* THE DATA *
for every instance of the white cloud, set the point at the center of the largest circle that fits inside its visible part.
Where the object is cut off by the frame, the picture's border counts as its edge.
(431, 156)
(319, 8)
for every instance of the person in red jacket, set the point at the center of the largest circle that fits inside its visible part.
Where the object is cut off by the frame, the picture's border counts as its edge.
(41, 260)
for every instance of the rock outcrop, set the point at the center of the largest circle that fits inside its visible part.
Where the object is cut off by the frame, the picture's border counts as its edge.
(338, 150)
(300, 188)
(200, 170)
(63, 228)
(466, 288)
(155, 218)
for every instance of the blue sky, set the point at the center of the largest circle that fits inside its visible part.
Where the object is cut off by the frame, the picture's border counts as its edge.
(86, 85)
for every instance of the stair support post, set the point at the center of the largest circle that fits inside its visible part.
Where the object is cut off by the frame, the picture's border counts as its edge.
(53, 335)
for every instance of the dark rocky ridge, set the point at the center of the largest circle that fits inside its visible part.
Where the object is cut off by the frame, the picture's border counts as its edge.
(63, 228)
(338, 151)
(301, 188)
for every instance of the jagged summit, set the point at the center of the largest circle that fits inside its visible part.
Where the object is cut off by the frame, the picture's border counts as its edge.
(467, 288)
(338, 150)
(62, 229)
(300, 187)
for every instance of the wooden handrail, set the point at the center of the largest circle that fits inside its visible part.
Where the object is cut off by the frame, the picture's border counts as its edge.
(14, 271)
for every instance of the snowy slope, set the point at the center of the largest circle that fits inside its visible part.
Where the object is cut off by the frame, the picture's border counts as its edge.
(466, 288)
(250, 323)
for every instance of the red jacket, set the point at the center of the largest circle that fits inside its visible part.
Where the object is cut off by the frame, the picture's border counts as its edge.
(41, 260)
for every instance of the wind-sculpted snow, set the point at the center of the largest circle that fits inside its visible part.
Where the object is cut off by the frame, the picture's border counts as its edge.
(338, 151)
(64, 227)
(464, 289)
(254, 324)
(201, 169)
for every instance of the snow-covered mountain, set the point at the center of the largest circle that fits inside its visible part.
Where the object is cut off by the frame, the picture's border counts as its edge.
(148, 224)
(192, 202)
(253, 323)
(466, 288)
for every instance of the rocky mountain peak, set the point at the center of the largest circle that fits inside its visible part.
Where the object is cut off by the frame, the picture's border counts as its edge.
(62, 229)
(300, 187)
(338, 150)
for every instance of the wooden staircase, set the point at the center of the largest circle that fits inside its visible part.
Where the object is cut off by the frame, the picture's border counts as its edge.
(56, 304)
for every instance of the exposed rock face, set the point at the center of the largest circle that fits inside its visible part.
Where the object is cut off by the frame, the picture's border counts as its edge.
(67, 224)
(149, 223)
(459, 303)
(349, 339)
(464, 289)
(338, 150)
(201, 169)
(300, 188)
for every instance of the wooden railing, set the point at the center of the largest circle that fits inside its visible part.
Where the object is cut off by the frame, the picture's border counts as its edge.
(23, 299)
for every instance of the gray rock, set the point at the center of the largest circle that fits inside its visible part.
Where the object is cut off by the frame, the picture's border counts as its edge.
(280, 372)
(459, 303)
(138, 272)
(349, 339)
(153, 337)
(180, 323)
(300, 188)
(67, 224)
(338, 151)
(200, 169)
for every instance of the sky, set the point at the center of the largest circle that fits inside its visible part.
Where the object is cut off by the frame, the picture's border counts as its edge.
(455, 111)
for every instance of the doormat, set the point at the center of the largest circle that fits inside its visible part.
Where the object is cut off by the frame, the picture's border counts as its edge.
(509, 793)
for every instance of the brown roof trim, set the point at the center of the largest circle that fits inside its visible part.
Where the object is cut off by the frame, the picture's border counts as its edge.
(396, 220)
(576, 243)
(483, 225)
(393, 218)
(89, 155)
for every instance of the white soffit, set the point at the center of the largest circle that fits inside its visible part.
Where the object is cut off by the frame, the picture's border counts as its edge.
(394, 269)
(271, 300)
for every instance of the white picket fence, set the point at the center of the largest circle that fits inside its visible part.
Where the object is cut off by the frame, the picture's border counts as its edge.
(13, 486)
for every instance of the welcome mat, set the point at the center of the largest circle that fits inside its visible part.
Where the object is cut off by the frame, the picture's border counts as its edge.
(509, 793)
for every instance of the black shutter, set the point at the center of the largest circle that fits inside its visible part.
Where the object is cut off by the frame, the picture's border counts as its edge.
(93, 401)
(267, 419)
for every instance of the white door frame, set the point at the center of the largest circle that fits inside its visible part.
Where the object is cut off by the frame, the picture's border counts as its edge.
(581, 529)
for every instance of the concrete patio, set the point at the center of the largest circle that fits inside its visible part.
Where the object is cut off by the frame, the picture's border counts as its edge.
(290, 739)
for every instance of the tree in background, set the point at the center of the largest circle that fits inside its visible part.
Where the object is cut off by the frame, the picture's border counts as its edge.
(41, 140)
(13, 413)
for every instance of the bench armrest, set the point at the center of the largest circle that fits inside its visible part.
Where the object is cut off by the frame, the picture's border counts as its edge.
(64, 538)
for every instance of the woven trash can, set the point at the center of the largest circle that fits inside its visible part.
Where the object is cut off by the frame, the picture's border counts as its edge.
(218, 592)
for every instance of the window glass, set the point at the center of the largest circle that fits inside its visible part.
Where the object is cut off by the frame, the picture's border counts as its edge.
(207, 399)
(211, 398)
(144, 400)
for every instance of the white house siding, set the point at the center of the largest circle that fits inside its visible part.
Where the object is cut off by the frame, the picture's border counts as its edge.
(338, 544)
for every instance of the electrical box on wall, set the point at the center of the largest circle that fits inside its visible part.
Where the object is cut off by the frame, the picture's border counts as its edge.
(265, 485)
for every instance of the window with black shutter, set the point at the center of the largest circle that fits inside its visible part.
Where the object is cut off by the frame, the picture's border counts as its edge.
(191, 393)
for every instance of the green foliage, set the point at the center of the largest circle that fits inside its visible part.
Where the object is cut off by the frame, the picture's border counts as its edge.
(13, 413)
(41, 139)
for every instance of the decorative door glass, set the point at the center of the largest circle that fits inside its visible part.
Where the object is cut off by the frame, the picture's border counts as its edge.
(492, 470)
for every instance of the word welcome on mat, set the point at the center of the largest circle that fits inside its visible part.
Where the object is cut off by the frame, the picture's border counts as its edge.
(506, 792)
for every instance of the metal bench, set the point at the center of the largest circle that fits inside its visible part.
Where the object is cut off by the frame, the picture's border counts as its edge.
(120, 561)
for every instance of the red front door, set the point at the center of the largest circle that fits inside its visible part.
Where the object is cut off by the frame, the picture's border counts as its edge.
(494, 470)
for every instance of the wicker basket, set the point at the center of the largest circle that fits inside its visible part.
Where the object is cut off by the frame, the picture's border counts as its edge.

* INSTRUCTIONS FOR THE TASK *
Give the number of lines in the material above that contain "white", with no other words.

* RESULT FOR THIS EXERCISE *
5